**TRAVAIL DEMANDÉ:**
1. D'après l'extrait sur les intérimaires, répondez brièvement :
(a) Quelle part des intérimaires n'a pas eu accès au chômage partiel ?
(b) Combien d'ETP manquait-il encore fin juillet par rapport à l'avant‑crise ?
(c) Quel pourcentage des intérimaires sont ouvriers ?
2. Poursuivez l'extrait sur les intérimaires à partir de sa dernière phrase.

75 % des intérimaires n’ont pas accédé au chômage partiel. D’après 50 % d’entre eux, les aides furent insuffisantes pour passer le confinement. Avec, très concrètement, des difficultés à se nourrir, à se loger : selon un bailleur social, à Poitiers, la pénurie des contrats intérimaires aurait causé une flambée des impayés, avec 2 700 locataires qui accumuleraient des retards.

Si une reprise existe, elle est bien sûr timide : fin juillet, on comptait encore 200 000 ETP en moins que dans l’avant‑crise. Elle laisse de côté des secteurs entiers, l’aéroportuaire, l’aéronautique, l’événementiel, etc., des territoires déjà socialement sinistrés.

C’est une évidence : si, dans les mois à venir, les intérimaires et les « extras » ne retrouvent pas de mission, ce ne sera pas de leur faute, par paresse, par inertie, mais parce que des missions, il n’y en a pas. Ou trop peu.

Depuis longtemps, tacitement, notre pays a misé sur l’intérim : + 50 % en dix ans, de 1,9 million à 2,7 millions de personnes. Ce sont des jeunes : à 60 % des moins de 34 ans. De classes populaires : 80 % sont ouvriers. Ils sont, on le sait, corvéables à merci. Premiers jetés, derniers servis. Galérant pour un logement, sans accès au crédit.

À nouveau, ce sont eux, qui paient le prix fort de la crise covid. Et sans aucune mesure d’urgence, oubliés des plans de relance.

Certes, peu organisés, guère syndiqués, pas représentés, ils ne manifesteront pas. Ils ne revendiqueront pas. Ils demeureront invisibles et silencieux. Mais peut‑être pire : c’est une jeunesse populaire qui va s’enliser toujours davantage dans la résignation, dans un éloignement fait d’écœurement.

À ces travailleurs, la société doit garantir un filet de sécurité.

Une année blanche

« Qu’aurait dû faire l’État pour vous, les extras ? Et pour les intérimaires ?

– Je pense qu’il aurait fallu une année blanche, comme pour le milieu du spectacle, car c’est compliqué pour nous de reprendre. À la base j’avais droit à six mois de chômage, et je suis presqu’au bout. Mais les traiteurs, mes employeurs, même s’ils m’apprécient, ils ne vont pas me rappeler alors qu’ils n’ont plus de contrat… »

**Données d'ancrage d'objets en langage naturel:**
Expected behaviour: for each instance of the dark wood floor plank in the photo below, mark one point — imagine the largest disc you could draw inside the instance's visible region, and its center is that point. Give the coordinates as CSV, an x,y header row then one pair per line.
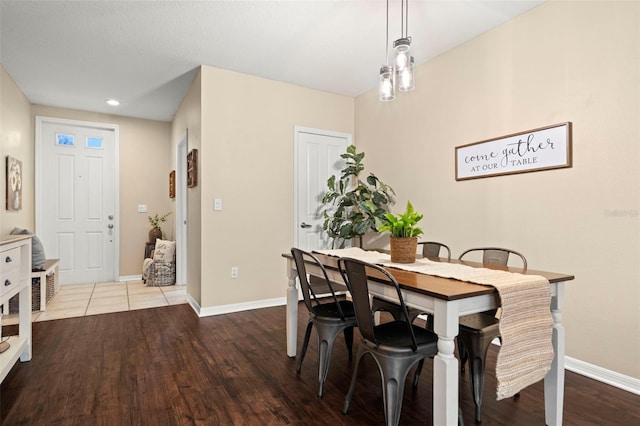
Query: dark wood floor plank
x,y
166,366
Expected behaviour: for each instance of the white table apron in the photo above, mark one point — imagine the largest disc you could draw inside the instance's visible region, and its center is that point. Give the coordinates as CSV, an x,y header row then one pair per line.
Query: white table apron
x,y
445,364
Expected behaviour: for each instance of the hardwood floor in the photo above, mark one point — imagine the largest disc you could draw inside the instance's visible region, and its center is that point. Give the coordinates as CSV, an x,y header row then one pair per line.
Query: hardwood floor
x,y
166,366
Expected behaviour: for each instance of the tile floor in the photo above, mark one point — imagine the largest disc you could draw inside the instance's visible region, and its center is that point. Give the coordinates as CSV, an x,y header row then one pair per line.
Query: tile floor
x,y
92,299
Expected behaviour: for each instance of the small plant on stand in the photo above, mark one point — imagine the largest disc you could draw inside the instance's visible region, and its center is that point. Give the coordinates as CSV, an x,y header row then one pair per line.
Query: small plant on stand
x,y
404,234
155,221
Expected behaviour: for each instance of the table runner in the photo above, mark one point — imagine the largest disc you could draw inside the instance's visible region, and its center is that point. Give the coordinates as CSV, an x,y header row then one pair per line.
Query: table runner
x,y
526,325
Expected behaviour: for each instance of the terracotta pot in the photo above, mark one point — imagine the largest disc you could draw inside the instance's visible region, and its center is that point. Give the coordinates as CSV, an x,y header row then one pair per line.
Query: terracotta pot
x,y
154,234
403,250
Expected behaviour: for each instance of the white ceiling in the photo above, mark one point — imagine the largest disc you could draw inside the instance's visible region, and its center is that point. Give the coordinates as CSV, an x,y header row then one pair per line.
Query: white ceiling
x,y
77,53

**RÉPONSES À L'EXERCICE:**
1.
(a) 75 %.
(b) 200 000 ETP.
(c) 80 %.

2.
C’est de bon sens. Les intermittents du spectacle ont obtenu, et à juste titre, une année blanche, avec des droits au chômage prolongés : leur activité, le spectacle, risque de ne pas reprendre tout de suite. Ce constat vaut pour les extras et les intérimaires : s’ils font avec le chômage, souvent aux alentours de 1 000 €, ce n’est ni par choix ni avec joie. Faut‑il y ajouter, en plus, l’angoisse du RSA ?

Cette mesure, nous en sommes conscients, laisse de côté les milliers, les centaines de milliers, peut‑être les millions de précaires qui n’ont pas cotisé assez pour ces droits au chômage. Cette mesure ne suffira pas, à elle seule, à rouvrir un horizon, à ramener une espérance dans la jeunesse populaire.

Mais cette mesure, cette « année blanche », c’est le minimum. Le minimum du minimum. Pour qu’au moins, cette fois, intérimaires et « extras » ne soient pas complètement laissés de côté, éternels oubliés.


proposition de loi

Article 1er

Après le deuxième alinéa de l’article 1er de l’ordonnance n° 2020‑324 du 25 mars 2020 portant mesures d’urgence en matière de revenus de remplacement mentionnés à l’article L. 5421‑2 du code du travail, sont insérés deux alinéas ainsi rédigés :

« Pour les demandeurs d’emploi ayant signé ou honoré entre le 1er janvier 2020 et le 15 mars 2020 un contrat de travail auprès d’un entrepreneur de travail temporaire tel que défini à l’article L. 124‑1 du code du travail, la prolongation mentionnée au premier alinéa du présent article s’applique jusqu’à une date précisée par arrêté du ministre chargé de l’emploi qui ne peut être antérieure au 31 août 2021.

« La prolongation mentionnée au premier alinéa s’applique également jusqu’à une date précisée par arrêté du ministre chargé de l’emploi qui ne peut être antérieure au 31 août 2021 pour toute personne qui, entre le 1er janvier 2020 et le 15 mars 2020, a honoré ou signé un contrat à durée déterminé d’usage tel que défini aux articles D. 1251‑1 et D. 1242‑1 du code du travail. »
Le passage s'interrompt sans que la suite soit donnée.